Source:
++++++++++++++++++++

May 25, 2005
Hardline Free Trader.
John Band asks if any hardline free traders would like to comment, rebutt or argue about a post at Our Word is Our Weapon post which:
OK, I’ll bite.
The part of Jim’s argument that addresses trade is this:
Finally, if he is right that trade liberalisation is the road to riches, wouldn't we expect the Third World region with the most liberalised trade policy to be the richest? But which one is the most liberalised? According to the World Bank, that would be Sub-Saharan Africa.
Looking at that link we get this table:
And that certainly does seem to bolster his argument, does it not? If free trade were indeed the road to riches, then those places which put the least barriers in the way would be the richest. Let’s leave aside quibbles about whether they were such free traders in earlier days, what happened in the past being perhaps the indicator we are looking for for current wealth, and actually think about this a little.
Can we start from one basic fact? Or at least I regard it as a fact. That it is trade, with the associated playing out of comparative advantage and the division of labour, that makes places rich? Whether we mean by an individual, group, region or country? That’s not too controversial a supposition is it?
I’ll also take a step further and, for this particular post, accept Jim’s seeming contention that there is an optimal amount of protection for a poor country (or a rich one for that matter). That full bore red in tooth and claw free trade is not the best method, that there should be some amelioration, some protection for infant and nascent companies and producers.
Everyone OK with those two postulates?

++++++++++++++++++++

Location labeling records:
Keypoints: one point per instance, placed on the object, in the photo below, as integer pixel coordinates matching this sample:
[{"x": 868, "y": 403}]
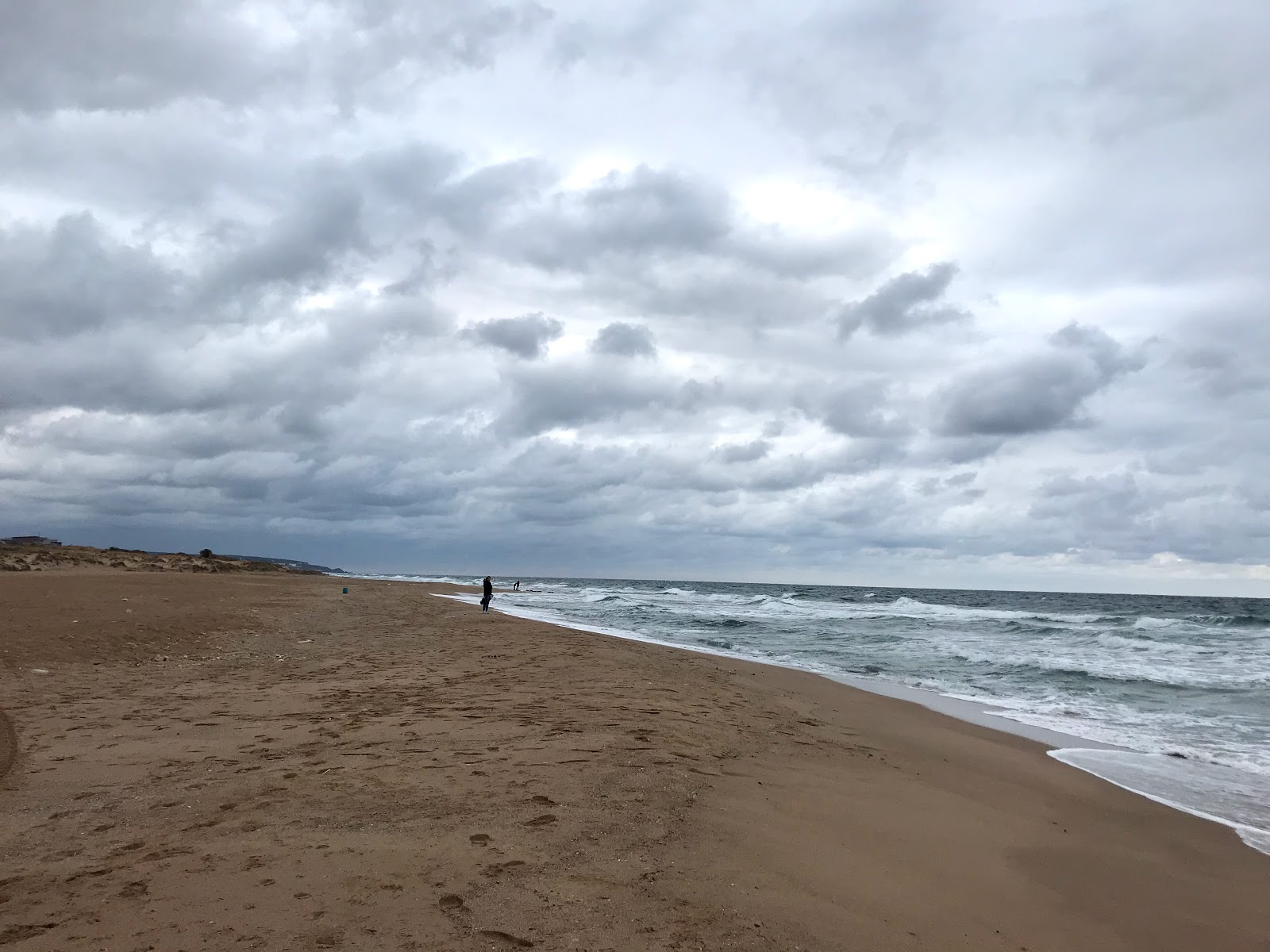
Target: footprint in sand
[
  {"x": 498, "y": 869},
  {"x": 506, "y": 939},
  {"x": 451, "y": 903}
]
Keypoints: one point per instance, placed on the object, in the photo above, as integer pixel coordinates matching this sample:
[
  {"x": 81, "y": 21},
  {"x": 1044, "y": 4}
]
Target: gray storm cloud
[{"x": 564, "y": 289}]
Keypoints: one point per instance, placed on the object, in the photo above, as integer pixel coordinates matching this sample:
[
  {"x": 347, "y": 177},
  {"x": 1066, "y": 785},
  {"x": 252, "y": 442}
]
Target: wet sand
[{"x": 260, "y": 762}]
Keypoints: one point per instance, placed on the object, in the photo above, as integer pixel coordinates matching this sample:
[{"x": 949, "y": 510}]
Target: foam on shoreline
[{"x": 1122, "y": 767}]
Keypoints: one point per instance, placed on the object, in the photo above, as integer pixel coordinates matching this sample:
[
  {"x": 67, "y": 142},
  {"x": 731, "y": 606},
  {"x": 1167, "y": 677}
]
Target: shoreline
[
  {"x": 1064, "y": 748},
  {"x": 230, "y": 762}
]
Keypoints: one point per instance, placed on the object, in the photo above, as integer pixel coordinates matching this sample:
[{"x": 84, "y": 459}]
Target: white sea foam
[
  {"x": 1212, "y": 791},
  {"x": 1123, "y": 673}
]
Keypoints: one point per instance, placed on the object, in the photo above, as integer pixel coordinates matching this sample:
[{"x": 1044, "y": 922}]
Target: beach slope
[{"x": 258, "y": 761}]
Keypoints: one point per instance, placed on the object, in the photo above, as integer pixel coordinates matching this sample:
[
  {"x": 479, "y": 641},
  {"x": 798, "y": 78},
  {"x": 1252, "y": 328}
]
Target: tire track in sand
[{"x": 8, "y": 744}]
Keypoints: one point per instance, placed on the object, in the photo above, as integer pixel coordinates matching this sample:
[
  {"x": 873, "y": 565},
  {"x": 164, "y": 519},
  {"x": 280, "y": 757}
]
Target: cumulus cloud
[
  {"x": 1037, "y": 393},
  {"x": 465, "y": 272},
  {"x": 526, "y": 336},
  {"x": 624, "y": 340},
  {"x": 903, "y": 304}
]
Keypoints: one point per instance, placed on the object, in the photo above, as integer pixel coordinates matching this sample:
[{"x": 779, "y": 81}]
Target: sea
[{"x": 1168, "y": 696}]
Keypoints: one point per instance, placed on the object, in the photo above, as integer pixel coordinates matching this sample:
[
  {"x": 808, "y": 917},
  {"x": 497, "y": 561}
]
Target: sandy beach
[{"x": 197, "y": 761}]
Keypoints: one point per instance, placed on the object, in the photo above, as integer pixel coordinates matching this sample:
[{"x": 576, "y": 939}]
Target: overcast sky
[{"x": 891, "y": 292}]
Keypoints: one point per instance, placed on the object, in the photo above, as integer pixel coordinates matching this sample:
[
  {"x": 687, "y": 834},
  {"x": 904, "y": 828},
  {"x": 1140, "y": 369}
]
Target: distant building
[{"x": 29, "y": 541}]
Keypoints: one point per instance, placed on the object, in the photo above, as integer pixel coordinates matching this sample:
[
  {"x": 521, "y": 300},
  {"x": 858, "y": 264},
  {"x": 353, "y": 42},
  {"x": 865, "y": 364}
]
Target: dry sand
[{"x": 249, "y": 761}]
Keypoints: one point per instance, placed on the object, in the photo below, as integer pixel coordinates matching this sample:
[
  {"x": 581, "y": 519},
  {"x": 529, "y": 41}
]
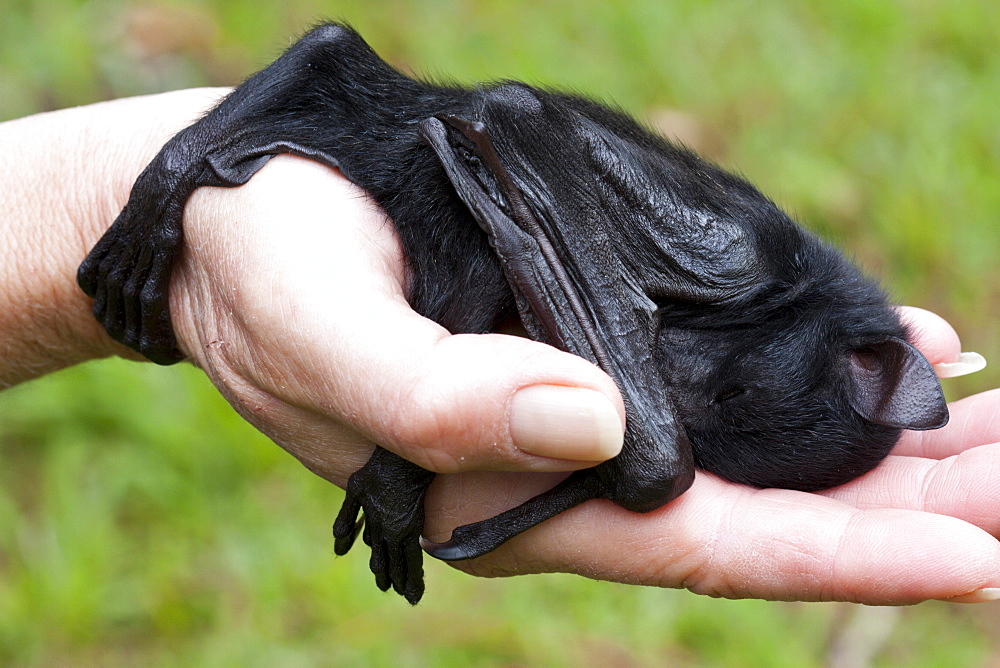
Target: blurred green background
[{"x": 141, "y": 523}]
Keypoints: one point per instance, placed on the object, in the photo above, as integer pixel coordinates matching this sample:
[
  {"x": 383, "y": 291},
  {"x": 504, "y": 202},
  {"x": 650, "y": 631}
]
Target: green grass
[{"x": 141, "y": 522}]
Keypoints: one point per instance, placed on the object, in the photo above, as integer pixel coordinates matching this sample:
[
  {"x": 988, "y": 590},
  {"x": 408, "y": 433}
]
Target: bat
[{"x": 741, "y": 343}]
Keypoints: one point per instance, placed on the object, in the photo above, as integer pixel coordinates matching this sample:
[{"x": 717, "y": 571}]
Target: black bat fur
[{"x": 741, "y": 343}]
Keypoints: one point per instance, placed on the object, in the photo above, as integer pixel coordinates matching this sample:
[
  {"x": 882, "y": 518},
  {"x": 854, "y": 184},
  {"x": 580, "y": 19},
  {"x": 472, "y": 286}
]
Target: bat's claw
[
  {"x": 128, "y": 272},
  {"x": 393, "y": 519}
]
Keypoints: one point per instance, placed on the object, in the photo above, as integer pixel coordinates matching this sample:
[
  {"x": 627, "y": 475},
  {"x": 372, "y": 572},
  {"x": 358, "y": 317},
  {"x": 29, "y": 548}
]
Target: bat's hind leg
[{"x": 276, "y": 111}]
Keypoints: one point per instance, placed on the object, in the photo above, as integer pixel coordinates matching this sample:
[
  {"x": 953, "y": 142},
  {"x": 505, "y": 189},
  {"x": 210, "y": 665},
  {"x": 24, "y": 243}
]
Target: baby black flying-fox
[{"x": 741, "y": 343}]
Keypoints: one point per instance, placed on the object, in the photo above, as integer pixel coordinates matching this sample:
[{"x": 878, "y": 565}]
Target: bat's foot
[
  {"x": 390, "y": 492},
  {"x": 128, "y": 272}
]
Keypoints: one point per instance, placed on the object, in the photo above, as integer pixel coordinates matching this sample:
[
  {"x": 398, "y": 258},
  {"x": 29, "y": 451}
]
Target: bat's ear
[
  {"x": 896, "y": 386},
  {"x": 465, "y": 150}
]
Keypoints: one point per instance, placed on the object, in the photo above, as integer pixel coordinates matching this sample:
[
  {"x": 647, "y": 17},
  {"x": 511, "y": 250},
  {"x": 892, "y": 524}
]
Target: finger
[
  {"x": 330, "y": 331},
  {"x": 931, "y": 334},
  {"x": 727, "y": 540},
  {"x": 961, "y": 486},
  {"x": 974, "y": 421}
]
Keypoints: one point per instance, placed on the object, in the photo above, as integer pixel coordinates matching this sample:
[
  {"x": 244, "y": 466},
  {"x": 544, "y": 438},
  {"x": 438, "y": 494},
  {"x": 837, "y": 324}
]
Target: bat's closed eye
[{"x": 728, "y": 393}]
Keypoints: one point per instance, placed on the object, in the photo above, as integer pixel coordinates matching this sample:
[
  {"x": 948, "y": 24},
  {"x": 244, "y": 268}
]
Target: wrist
[{"x": 64, "y": 176}]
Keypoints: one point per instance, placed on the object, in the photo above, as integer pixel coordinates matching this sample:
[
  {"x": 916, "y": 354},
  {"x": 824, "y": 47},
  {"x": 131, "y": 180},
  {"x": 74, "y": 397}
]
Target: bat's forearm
[{"x": 63, "y": 177}]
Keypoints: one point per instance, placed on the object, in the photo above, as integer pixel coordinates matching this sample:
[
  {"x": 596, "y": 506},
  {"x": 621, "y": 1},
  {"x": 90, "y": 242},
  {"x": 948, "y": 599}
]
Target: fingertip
[
  {"x": 931, "y": 334},
  {"x": 562, "y": 422}
]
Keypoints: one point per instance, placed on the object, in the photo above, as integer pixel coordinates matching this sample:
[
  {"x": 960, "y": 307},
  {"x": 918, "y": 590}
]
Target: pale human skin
[{"x": 290, "y": 296}]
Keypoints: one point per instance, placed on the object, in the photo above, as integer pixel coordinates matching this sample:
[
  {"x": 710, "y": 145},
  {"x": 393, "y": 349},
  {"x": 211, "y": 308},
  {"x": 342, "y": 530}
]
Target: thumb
[{"x": 475, "y": 401}]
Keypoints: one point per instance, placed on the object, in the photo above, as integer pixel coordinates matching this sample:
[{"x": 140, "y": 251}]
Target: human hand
[
  {"x": 290, "y": 294},
  {"x": 922, "y": 525},
  {"x": 871, "y": 541}
]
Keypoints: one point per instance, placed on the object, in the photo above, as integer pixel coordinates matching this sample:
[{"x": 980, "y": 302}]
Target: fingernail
[
  {"x": 985, "y": 595},
  {"x": 967, "y": 363},
  {"x": 565, "y": 423}
]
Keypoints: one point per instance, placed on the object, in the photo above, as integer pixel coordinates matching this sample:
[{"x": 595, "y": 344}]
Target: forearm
[{"x": 64, "y": 176}]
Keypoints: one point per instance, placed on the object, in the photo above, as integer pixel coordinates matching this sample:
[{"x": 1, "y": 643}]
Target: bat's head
[
  {"x": 783, "y": 364},
  {"x": 806, "y": 385}
]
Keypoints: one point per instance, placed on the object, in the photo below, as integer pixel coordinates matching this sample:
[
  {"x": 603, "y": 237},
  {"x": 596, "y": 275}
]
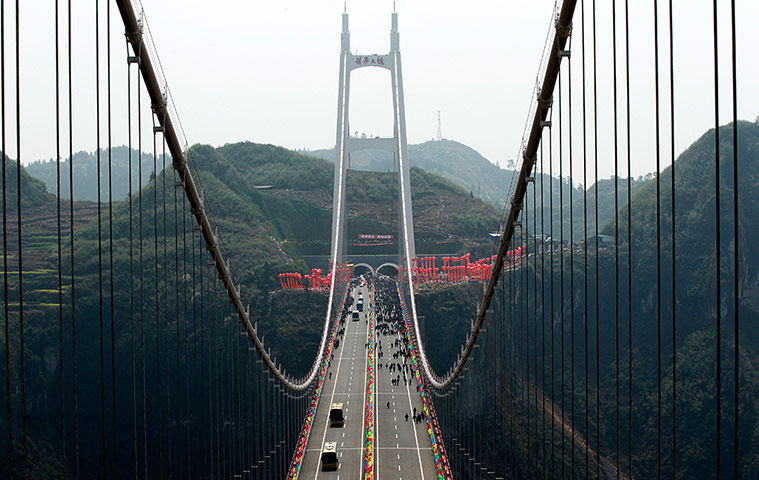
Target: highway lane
[
  {"x": 346, "y": 383},
  {"x": 403, "y": 449}
]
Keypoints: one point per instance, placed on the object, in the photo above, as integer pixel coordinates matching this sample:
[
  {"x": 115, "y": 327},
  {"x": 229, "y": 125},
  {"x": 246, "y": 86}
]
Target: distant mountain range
[
  {"x": 465, "y": 167},
  {"x": 454, "y": 161},
  {"x": 85, "y": 171}
]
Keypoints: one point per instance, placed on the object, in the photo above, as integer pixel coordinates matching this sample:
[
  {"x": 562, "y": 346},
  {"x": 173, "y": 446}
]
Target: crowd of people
[{"x": 393, "y": 351}]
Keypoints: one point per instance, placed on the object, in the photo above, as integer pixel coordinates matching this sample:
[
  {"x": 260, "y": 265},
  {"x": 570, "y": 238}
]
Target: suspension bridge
[{"x": 582, "y": 358}]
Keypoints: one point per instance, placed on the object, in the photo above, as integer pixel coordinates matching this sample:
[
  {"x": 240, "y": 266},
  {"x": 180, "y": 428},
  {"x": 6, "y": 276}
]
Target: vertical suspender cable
[
  {"x": 658, "y": 249},
  {"x": 194, "y": 356},
  {"x": 183, "y": 419},
  {"x": 157, "y": 309},
  {"x": 542, "y": 302},
  {"x": 20, "y": 250},
  {"x": 736, "y": 264},
  {"x": 551, "y": 289},
  {"x": 60, "y": 240},
  {"x": 571, "y": 266},
  {"x": 176, "y": 311},
  {"x": 142, "y": 277},
  {"x": 131, "y": 267},
  {"x": 100, "y": 239},
  {"x": 110, "y": 248},
  {"x": 5, "y": 247},
  {"x": 674, "y": 250},
  {"x": 203, "y": 404},
  {"x": 164, "y": 174},
  {"x": 561, "y": 266},
  {"x": 616, "y": 235},
  {"x": 71, "y": 246},
  {"x": 595, "y": 221},
  {"x": 629, "y": 243},
  {"x": 718, "y": 252},
  {"x": 585, "y": 234}
]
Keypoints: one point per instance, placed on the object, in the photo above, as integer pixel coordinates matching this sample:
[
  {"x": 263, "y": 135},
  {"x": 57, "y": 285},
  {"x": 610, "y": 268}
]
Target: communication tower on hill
[{"x": 439, "y": 129}]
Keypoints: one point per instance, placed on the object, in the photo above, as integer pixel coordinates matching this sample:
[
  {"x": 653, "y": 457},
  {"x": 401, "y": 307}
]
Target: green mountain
[
  {"x": 451, "y": 160},
  {"x": 85, "y": 172},
  {"x": 465, "y": 167},
  {"x": 266, "y": 232}
]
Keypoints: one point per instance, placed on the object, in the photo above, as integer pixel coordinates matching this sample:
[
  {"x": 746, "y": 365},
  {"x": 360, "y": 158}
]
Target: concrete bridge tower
[{"x": 346, "y": 144}]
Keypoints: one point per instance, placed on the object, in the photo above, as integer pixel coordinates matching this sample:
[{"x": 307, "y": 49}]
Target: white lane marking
[
  {"x": 331, "y": 397},
  {"x": 363, "y": 413},
  {"x": 416, "y": 438}
]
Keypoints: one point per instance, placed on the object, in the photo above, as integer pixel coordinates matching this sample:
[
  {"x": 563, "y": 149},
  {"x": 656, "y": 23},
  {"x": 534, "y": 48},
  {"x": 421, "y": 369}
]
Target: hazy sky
[{"x": 268, "y": 71}]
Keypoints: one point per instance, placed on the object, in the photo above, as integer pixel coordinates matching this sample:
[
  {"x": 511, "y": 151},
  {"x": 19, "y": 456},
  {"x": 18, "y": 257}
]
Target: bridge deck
[{"x": 402, "y": 447}]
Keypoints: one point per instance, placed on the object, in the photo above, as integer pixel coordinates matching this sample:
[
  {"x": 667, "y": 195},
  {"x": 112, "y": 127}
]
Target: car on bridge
[
  {"x": 329, "y": 456},
  {"x": 336, "y": 416}
]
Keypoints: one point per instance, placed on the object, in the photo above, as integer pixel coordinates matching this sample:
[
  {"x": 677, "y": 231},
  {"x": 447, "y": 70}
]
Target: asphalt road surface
[{"x": 402, "y": 447}]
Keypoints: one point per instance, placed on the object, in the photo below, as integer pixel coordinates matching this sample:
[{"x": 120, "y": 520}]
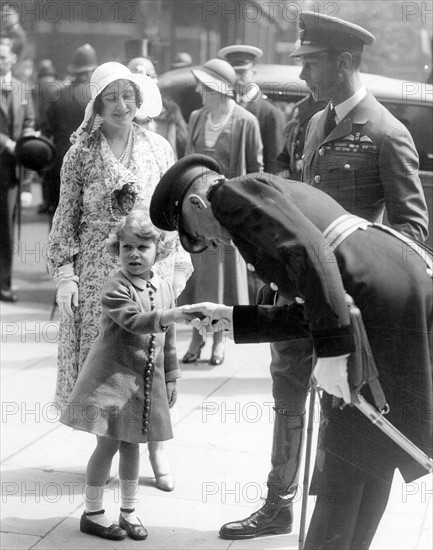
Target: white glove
[
  {"x": 67, "y": 289},
  {"x": 215, "y": 312},
  {"x": 179, "y": 282},
  {"x": 330, "y": 374},
  {"x": 67, "y": 296},
  {"x": 210, "y": 317}
]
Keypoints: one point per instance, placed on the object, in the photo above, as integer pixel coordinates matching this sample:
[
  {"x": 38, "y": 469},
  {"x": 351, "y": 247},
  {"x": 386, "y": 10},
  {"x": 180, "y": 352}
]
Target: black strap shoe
[
  {"x": 135, "y": 531},
  {"x": 91, "y": 528},
  {"x": 8, "y": 295},
  {"x": 271, "y": 519}
]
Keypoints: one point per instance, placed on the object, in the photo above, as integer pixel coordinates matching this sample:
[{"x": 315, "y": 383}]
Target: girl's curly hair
[{"x": 138, "y": 223}]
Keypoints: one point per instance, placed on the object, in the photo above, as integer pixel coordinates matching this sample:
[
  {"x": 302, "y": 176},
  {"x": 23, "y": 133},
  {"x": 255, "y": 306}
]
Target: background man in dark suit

++++++++++++++++++++

Objective 1:
According to the World Bank, as cited in the free trade post, which Third World region has the most liberalized trade policy?
Objective 2:
Copy the passage from the free trade post starting at "Looking at that" and ending at "this a little.".

Exercise response 1:
Sub-Saharan Africa.

Exercise response 2:
Looking at that link we get this table:
And that certainly does seem to bolster his argument, does it not? If free trade were indeed the road to riches, then those places which put the least barriers in the way would be the richest. Let’s leave aside quibbles about whether they were such free traders in earlier days, what happened in the past being perhaps the indicator we are looking for for current wealth, and actually think about this a little.